▶ Extracted text
10. Won’t I get less at the end of the case since my attorney gets a percentage of my settlement or award?

This is a frequent misconception held by employees. First of all, the employer/insurer always is represented by knowledgeable attorneys who will know the real value of your case, but are paid to try to minimize the cost of a claim for the employer/insurer. Second, the judges (called administrative law judges) are not allowed to give employees legal advice since the law was changed in 2005, so they cannot tell you the value of your case or give you any legal advice. In this situation, the employee has no idea what he or she should get and often agrees to very low amounts for settlement and also may not have future medical benefits given to him or her by the employer/insurer that may be appropriate. In most situations, the employee will actually end up getting more money even after the attorney’s fee has been deducted and will know the real value of his or her case as well as whether or not future medical benefits should be sought.

11. What is the Second Injury Fund?

Missouri’s Second Injury Fund (SIF) is funded by a surcharge paid by employers on their workers’ compensation insurance. The Missouri State Treasurer is the “custodian” of the SIF. The Missouri Attorney General’s Office defends the claims made against the Fund and has the Treasurer’s authority to settle or try cases for the Fund. The Second Injury Fund provides for five different types of benefits.

a) SIF can help an injured worker when a current work-related injury combines with a prior disability to create an increased combined disability. The basic concept is that the whole is greater than the sum of the combined disability. The employer (at the time of the last injury) is liable only for compensation due because of the last injury. If more disability benefits are owed to the employee, either for permanent partial disability or permanent total disability, they may be paid from the SIF if an administrative law judge orders it following an evidentiary hearing (trial).

b) If an employee dies due to a work injury while working for an uninsured employer, the SIF may be liable for payment of death benefits, including burial expenses and weekly death benefit payments to the surviving spouse and/or other dependents. For the dependents to receive weekly death benefit payment from the SIF, an evidentiary hearing before an administrative law judge is usually required.

▶ Instructions
- a) Answer these questions from the workers' compensation text:
(i) Since what year have administrative law judges been barred from giving employees legal advice?
(ii) Who is the "custodian" of Missouri's Second Injury Fund?
(iii) How many types of benefits does the Second Injury Fund provide?
- b) Carry on the workers' compensation text from the point where it stops.

▶ Dataset extract
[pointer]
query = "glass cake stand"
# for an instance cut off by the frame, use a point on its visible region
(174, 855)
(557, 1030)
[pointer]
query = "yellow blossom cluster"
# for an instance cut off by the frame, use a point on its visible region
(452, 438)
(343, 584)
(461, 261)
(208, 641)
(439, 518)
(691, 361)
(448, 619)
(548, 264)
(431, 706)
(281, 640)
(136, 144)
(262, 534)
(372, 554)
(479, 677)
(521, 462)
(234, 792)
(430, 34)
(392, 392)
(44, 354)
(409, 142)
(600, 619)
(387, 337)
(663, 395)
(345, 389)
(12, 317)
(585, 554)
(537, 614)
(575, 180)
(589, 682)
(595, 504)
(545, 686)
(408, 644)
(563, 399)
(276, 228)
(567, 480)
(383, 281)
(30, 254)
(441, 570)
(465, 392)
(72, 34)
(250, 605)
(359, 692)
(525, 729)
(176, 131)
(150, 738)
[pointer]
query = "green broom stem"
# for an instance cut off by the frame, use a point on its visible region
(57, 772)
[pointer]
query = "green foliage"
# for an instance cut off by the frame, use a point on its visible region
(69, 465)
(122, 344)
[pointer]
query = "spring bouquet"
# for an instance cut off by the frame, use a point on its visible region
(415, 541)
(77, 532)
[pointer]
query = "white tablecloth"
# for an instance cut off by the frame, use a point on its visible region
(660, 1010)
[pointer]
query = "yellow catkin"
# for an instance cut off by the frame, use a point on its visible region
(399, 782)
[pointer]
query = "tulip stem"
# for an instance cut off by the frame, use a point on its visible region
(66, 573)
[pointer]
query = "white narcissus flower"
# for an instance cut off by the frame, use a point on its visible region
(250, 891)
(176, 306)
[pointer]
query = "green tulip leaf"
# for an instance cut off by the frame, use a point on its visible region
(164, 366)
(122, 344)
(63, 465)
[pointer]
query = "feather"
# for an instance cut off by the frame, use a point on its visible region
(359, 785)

▶ Answers
- a)
(i) 2005
(ii) The Missouri State Treasurer
(iii) Five

- b)
c) Rehabilitation benefits are available to restore a seriously injured worker to a condition of self-support and self-maintenance through rehabilitation. Serious injuries that may qualify for rehabilitation include: quadriplegia; paraplegia; amputation of the hand, arm, foot or leg; atrophy due to nerve injury or non-use; and back injuries not amenable alone to recognized medical and surgical procedures. Upon order of the Director of the Division of Workers’ Compensation, the employee will receive $40 per week for up to 20 weeks only for the period the employee actually attends physical rehabilitation. The injured worker only receives the benefit from the Second Injury Fund if he or she attends therapy as ordered by the physician at a facility that is certified by the Division.

d) SIF also may provide second job wage loss benefits. This benefit may be available to an employee who works at two or more jobs. When an employee has a work-related injury from his or her “first job” and is physically unable to work at his or her other job(s) due to that injury, the employee may claim additional benefits from the SIF for the loss of wages from the “second job.” The qualifications for these additional benefits are technical, and not everyone in this situation may qualify.

e) The Second Injury Fund also may be responsible for payment of medical bills of injured workers when the employer fails to insure its workers’ compensation liability as required by law. Generally, both the uninsured employer and the Second Injury Fund are liable for the medical care and expenses if so ordered by an administrative law judge at an evidentiary hearing. (The Second Injury Fund is entitled to seek reimbursement against the employer as required by law.) The SIF is only responsible for the payment of medical bills in this situation, and has no responsibility for the payment of temporary or permanent disability benefits.